> [WHAT THE EXERCISE ASKS]:
All records must be quoted exactly. Omit the pictures.

> [Object location annotation data]:

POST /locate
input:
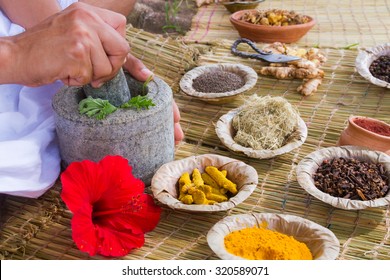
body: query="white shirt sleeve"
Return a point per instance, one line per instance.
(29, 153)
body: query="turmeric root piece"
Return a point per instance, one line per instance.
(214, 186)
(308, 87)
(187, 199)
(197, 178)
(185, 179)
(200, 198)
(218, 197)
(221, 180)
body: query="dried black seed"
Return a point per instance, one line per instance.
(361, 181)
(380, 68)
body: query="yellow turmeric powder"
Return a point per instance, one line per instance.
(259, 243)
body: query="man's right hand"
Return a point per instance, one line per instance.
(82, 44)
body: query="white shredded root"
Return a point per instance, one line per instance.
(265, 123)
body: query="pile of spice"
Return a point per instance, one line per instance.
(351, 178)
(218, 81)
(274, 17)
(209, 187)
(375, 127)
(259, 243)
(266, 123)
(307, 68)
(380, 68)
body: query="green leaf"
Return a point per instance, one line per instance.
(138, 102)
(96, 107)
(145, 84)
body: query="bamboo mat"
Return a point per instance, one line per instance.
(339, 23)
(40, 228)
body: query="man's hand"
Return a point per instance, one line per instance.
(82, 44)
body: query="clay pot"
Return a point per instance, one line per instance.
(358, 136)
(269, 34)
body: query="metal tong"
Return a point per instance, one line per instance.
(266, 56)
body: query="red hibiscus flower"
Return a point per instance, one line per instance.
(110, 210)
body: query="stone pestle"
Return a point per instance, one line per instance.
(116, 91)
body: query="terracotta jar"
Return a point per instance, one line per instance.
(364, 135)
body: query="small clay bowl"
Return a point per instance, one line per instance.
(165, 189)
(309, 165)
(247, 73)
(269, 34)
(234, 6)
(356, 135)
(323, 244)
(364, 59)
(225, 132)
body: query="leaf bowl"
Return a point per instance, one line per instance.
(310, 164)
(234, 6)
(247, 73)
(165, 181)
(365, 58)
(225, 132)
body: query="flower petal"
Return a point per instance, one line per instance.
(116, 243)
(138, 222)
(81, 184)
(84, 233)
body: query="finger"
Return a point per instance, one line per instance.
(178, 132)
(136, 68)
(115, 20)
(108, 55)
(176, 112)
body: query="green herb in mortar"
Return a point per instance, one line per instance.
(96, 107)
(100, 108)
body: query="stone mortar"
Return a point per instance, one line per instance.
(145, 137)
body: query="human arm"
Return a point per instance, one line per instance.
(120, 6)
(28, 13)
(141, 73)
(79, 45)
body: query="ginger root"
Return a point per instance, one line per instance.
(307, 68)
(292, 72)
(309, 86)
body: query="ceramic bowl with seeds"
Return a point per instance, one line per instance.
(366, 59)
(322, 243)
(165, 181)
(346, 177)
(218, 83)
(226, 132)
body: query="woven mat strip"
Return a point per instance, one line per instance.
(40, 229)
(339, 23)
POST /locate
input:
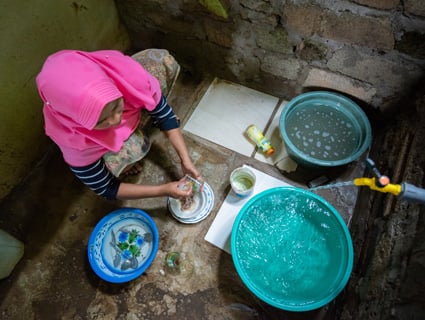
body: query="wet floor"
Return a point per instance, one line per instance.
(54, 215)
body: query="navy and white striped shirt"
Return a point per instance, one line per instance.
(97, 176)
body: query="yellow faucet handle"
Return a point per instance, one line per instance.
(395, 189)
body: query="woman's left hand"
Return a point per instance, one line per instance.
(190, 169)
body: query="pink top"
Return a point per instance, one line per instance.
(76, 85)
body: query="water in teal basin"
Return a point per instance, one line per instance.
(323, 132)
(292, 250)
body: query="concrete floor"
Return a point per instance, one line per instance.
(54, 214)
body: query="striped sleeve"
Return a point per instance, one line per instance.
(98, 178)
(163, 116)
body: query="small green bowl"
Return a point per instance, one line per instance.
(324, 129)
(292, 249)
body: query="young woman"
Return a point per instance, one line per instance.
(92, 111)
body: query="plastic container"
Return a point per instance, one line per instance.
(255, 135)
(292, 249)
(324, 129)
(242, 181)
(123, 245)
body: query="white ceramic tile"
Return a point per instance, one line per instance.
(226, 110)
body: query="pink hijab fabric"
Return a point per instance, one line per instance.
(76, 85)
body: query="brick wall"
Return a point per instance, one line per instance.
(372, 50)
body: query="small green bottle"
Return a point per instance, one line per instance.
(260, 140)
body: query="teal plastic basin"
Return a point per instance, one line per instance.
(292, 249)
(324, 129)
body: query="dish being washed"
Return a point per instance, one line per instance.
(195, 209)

> [TASK OUTPUT]:
POST /locate
input:
body: query="white shirt sleeve"
Return a point per instance, one line per instance.
(29, 153)
body: query="turmeric root piece"
Return a point per instance, one line per instance.
(214, 186)
(308, 87)
(187, 199)
(197, 178)
(185, 179)
(200, 198)
(218, 197)
(221, 180)
body: query="dried black seed"
Return a point per instance, one line per instance.
(361, 181)
(380, 68)
body: query="yellow turmeric powder"
Return a point per instance, one line per instance.
(259, 243)
body: query="man's right hand"
Return a point per instance, one line per instance.
(82, 44)
body: query="white shredded root"
Return a point per instance, one line per instance.
(265, 123)
body: query="pile of spice"
Return a point per instance, one line per instance.
(351, 178)
(218, 81)
(274, 17)
(209, 187)
(375, 127)
(259, 243)
(266, 123)
(307, 68)
(380, 68)
body: query="green leaf"
Return a point per instance, one line per instance.
(138, 102)
(96, 107)
(145, 84)
body: query="bamboo mat"
Return a point per instance, one line per instance.
(339, 23)
(40, 228)
body: query="man's hand"
Return a point per instance, one line per instance.
(82, 44)
body: query="clay pot"
Return a point per instance, one line per instance.
(358, 136)
(269, 34)
body: query="metal tong"
Return a point per instance, one line per instance.
(266, 56)
body: query="red hibiscus flower"
Return a point per instance, one line per instance.
(110, 210)
body: query="stone pestle"
Return a point per instance, one line per instance.
(116, 91)
body: query="terracotta jar"
Return a point per instance, one line per instance.
(364, 135)
body: query="small clay bowl"
Return a point per instance, one line per instance.
(165, 189)
(309, 165)
(247, 73)
(269, 34)
(234, 6)
(356, 135)
(323, 244)
(364, 59)
(225, 132)
body: query="leaf bowl"
Return a point per instance, one line per instance.
(310, 164)
(234, 6)
(247, 73)
(165, 181)
(365, 58)
(225, 132)
body: query="flower petal"
Return a point per instance, one line per instance.
(116, 243)
(138, 222)
(81, 184)
(84, 233)
body: query="finger"
Return a point per instance, one line per instance.
(178, 132)
(136, 68)
(115, 20)
(108, 55)
(176, 112)
body: query="green herb in mortar"
Return a point per instance, one line per instance.
(96, 107)
(100, 108)
body: query="stone mortar"
Return a point per instance, one line per instance.
(145, 137)
body: query="human arm"
Return a point per instance, one line per instance.
(120, 6)
(28, 13)
(141, 73)
(79, 45)
body: query="ginger root"
Return a point per instance, one line per instance.
(307, 68)
(292, 72)
(309, 86)
body: query="ceramic bowl with seeds"
Return a point per instance, one line per instance.
(366, 59)
(322, 243)
(165, 181)
(346, 177)
(218, 83)
(226, 132)
body: query="woven mat strip"
Return a point per instance, one line per instance.
(40, 229)
(339, 23)
POST /locate
input:
body: query="wet floor"
Return a point per instance, one line per instance.
(54, 215)
body: query="navy and white striped shirt"
Return a point per instance, one line per instance.
(97, 176)
body: query="yellow faucet handle"
Return a point per instance, one line per instance.
(395, 189)
body: query="woman's left hand"
Return a point per instance, one line per instance.
(190, 169)
body: query="pink top"
Return a point per instance, one line per instance.
(76, 85)
body: query="water in teal basin"
Return a point per instance, one line per instance.
(323, 132)
(292, 250)
body: query="concrete floor"
Return a point per instance, one line per instance.
(54, 214)
body: query="striped sleeve"
Return a point per instance, one line per instance.
(98, 178)
(163, 116)
body: query="small green bowl"
Return a point per instance, one line per instance.
(324, 129)
(292, 249)
body: query="young woman"
Return a point per instance, one line per instance.
(92, 111)
body: query="plastic container"
Return a point per instance, one line per instance.
(255, 135)
(292, 249)
(324, 129)
(242, 181)
(123, 245)
body: query="white ceramic tile"
Return a point per instance, one line per instance.
(226, 110)
body: query="pink hijab fabric"
Return a point per instance, one line per instance.
(76, 85)
body: query="brick wall"
Return a point per instance, one line per instance.
(372, 50)
body: query="small green bottle"
Return a point per instance, one line per instance.
(260, 140)
body: query="teal plastic basin"
Return a point per instance, one line per instance.
(292, 249)
(324, 129)
body: query="dish being washed"
Return a point per instance, one line per instance.
(195, 209)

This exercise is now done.